**The exercise**
Every record should be copied exactly, except that pictures are to be omitted.

Labeled-object pointing entries

= = =

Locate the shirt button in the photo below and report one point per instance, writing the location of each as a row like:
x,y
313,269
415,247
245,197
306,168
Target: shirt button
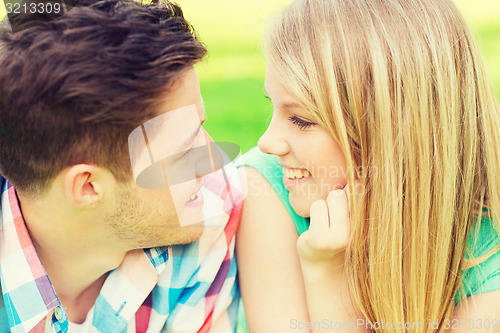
x,y
58,313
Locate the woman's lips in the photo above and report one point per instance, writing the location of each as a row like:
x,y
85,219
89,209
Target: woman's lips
x,y
295,176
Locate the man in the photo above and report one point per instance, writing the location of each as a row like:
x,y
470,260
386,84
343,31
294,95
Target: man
x,y
85,244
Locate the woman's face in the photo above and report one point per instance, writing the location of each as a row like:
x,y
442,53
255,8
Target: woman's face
x,y
313,164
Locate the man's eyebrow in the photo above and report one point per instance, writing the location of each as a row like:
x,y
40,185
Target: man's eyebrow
x,y
193,135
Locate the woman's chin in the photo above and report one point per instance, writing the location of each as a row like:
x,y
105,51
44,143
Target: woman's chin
x,y
300,205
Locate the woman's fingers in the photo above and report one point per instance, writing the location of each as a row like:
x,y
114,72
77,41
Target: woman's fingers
x,y
330,226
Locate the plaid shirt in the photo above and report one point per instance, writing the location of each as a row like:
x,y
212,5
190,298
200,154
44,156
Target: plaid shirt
x,y
181,288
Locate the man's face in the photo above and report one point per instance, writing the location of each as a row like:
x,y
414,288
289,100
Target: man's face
x,y
155,216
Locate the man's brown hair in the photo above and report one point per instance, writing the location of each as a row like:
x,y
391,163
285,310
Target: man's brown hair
x,y
72,89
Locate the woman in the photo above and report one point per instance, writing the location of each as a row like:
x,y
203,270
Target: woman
x,y
391,98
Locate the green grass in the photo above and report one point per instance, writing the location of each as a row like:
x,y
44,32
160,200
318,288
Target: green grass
x,y
231,78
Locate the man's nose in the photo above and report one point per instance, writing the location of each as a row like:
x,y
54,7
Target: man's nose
x,y
273,141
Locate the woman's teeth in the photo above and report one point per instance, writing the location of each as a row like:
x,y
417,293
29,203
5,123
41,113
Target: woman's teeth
x,y
296,173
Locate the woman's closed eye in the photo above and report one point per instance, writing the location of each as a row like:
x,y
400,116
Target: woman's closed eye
x,y
300,123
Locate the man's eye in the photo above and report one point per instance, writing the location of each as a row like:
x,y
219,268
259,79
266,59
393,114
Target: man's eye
x,y
300,123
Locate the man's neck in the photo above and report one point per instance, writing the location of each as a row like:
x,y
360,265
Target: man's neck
x,y
76,256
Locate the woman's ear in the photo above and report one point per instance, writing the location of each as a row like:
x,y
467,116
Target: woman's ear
x,y
84,184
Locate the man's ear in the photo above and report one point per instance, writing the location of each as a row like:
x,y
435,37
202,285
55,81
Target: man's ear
x,y
84,184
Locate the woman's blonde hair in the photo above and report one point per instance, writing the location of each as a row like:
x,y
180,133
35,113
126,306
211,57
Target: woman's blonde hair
x,y
402,88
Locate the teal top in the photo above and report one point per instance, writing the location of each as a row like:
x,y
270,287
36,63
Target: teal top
x,y
478,279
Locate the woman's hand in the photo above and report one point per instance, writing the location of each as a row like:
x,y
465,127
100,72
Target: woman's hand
x,y
329,231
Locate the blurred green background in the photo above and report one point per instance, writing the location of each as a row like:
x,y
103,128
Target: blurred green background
x,y
232,76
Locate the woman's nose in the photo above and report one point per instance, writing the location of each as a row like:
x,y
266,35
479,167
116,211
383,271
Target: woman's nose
x,y
273,140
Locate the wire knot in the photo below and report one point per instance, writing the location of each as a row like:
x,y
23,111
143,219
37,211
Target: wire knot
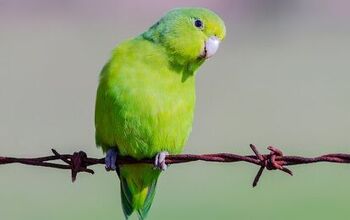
x,y
76,162
269,161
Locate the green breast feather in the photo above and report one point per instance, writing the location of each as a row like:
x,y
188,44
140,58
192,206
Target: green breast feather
x,y
146,96
143,104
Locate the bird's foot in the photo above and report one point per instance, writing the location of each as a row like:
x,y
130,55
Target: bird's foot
x,y
159,161
111,159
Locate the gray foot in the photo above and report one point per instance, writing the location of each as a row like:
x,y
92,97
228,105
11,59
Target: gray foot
x,y
159,161
111,159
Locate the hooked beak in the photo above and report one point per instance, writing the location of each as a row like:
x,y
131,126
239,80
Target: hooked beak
x,y
210,47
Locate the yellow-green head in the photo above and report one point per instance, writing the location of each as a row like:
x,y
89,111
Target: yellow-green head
x,y
188,34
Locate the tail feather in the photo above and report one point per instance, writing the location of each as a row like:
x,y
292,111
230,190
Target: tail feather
x,y
142,213
125,197
137,186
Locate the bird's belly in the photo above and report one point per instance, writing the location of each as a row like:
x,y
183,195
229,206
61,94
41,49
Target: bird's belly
x,y
162,125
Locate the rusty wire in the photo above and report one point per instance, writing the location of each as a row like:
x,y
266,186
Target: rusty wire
x,y
275,160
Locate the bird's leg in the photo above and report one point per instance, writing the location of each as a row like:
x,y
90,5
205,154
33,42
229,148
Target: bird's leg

= = =

**Result below**
Locate the shirt button in the photo below and report one point per instance, writing the location of each as a row like:
x,y
313,269
415,247
245,197
306,168
Target: shirt button
x,y
58,313
Locate the woman's lips in the photo above and report one point per instance, writing the location of each as a row like:
x,y
85,219
89,209
Target: woman's lips
x,y
295,176
Locate the man in the photo above and report one point per instance, writing the location of each as a row like:
x,y
470,260
386,84
343,31
294,95
Target: man
x,y
85,244
Locate the woman's face in the photo above and report one point per instance, writing the location of each as a row like:
x,y
442,53
255,8
Target: woman's face
x,y
313,164
Locate the man's eyebrow in the photo above and report one point per instance, writing the location of each as a row like:
x,y
40,185
Target: man's eyebrow
x,y
193,135
Locate the woman's chin in the photo above and report one point per instance, writing the location of each as a row like:
x,y
105,51
44,143
Target: woman's chin
x,y
300,205
Locate the woman's fingers in the photo above and report one point per instance, writing the location of each as a row like:
x,y
114,72
77,41
Target: woman's fingers
x,y
330,226
Locate the plaid shirt in the photo above and report one point per instance, writing the location of each as a row like:
x,y
212,5
190,298
200,154
44,156
Target: plaid shirt
x,y
181,288
Locate the man's face in the photo above and report one point per instance, writing the location of each as a row like:
x,y
414,288
289,100
Target: man's face
x,y
155,216
Locate the man's brown hair in the photo above and report one point per instance, writing the location of each as a row like:
x,y
391,163
285,310
Target: man's brown hair
x,y
72,89
Locate the woman in the photo above and report one point per instance, writing the location of each as a row like:
x,y
203,270
Target: woman
x,y
391,98
Locate the green grass in the photo above and report one point per instance, writing the location of each as a row like:
x,y
44,32
160,200
318,288
Target: green grass
x,y
231,78
Locate the man's nose in the photo above and report one point per instance, writing the location of each as a row like:
x,y
54,7
Target: man's nose
x,y
273,141
Locate the woman's teeth in the photo above and report one point per instance, writing the location of each as a row like:
x,y
417,293
29,203
5,123
41,113
Target: woman's teeth
x,y
296,173
Locate the woman's closed eye in the photo above and report one point per instance, writing the location of each as a row like:
x,y
400,116
Target: woman's closed eye
x,y
300,123
Locate the man's eye in the photo above and report one point per instance, writing the location of each as a row like:
x,y
219,268
259,79
266,59
393,114
Target: man's eye
x,y
300,123
Locate the man's neck in the photo above and report one point per instance, writing the location of each as a row like:
x,y
360,265
Target: man's neck
x,y
76,256
Locate the woman's ear in the photo above and report one point per instance, writing the location of each as a row like:
x,y
467,116
Target: woman's ear
x,y
84,184
Locate the man's ear in the photo above and report one point per instance, writing the location of each as a row like:
x,y
435,37
202,285
55,81
Target: man's ear
x,y
84,184
Locate the woman's blonde hair in the photo above and report one point per instance, writing the location of each as a row like:
x,y
180,133
35,113
126,306
211,57
Target: woman's blonde hair
x,y
402,88
Locate the teal top in the photo above and report one point per instance, writing the location of each as a row like:
x,y
270,287
36,63
Target: teal top
x,y
478,279
Locate the woman's hand in the photo above and report one point per instance, writing the location of each as a row like:
x,y
465,127
100,72
Target: woman's hand
x,y
329,231
Locate the blurred green background in the photo above and report one point per instance, writing the location of each as a row like:
x,y
103,128
Target: blurred green background
x,y
232,76
Locate the woman's nose in the photo above and report one point per instance, writing the location of each as a row like:
x,y
266,35
479,167
116,211
383,271
Target: woman's nose
x,y
273,140
Locate the wire knot in the photo below and report one point per instance, writing the location of each as a row like:
x,y
23,111
143,219
37,211
Target: wire knot
x,y
76,162
269,161
Locate the green breast feather in the photo above and report one point per instance, writing the location of each as a row like:
x,y
188,44
140,58
192,206
Target: green breast feather
x,y
146,96
143,104
Locate the bird's foot in the photo above and report one point per instance, writing the location of each as a row like:
x,y
130,55
Target: bird's foot
x,y
159,161
111,159
Locate the gray foot in the photo above and report one point per instance, writing the location of each as a row like:
x,y
92,97
228,105
11,59
Target: gray foot
x,y
159,161
111,159
Locate the hooked beak in the photo above and report one point per instance, writing the location of each as a row like:
x,y
131,126
239,80
Target: hooked beak
x,y
210,47
Locate the yellow-green head in the photo above and report one point per instance, writing the location of each as a row like:
x,y
89,111
Target: yellow-green head
x,y
188,34
Locate the tail feather in the photo above and report one point per instance, writing the location of each as a row like:
x,y
292,111
230,190
Target: tail feather
x,y
142,213
125,197
137,186
Locate the bird's belly in the photo above and report one point per instance, writing the location of each as a row like:
x,y
183,195
229,206
61,94
41,49
Target: bird's belly
x,y
162,125
Locate the rusty wire in the photo above and report one point per instance, writing the location of each as a row like:
x,y
266,186
Target: rusty wire
x,y
275,160
Locate the bird's leg in the photo above and report one point per instance, writing the location of each as a row like:
x,y
90,5
205,154
33,42
229,148
Target: bird's leg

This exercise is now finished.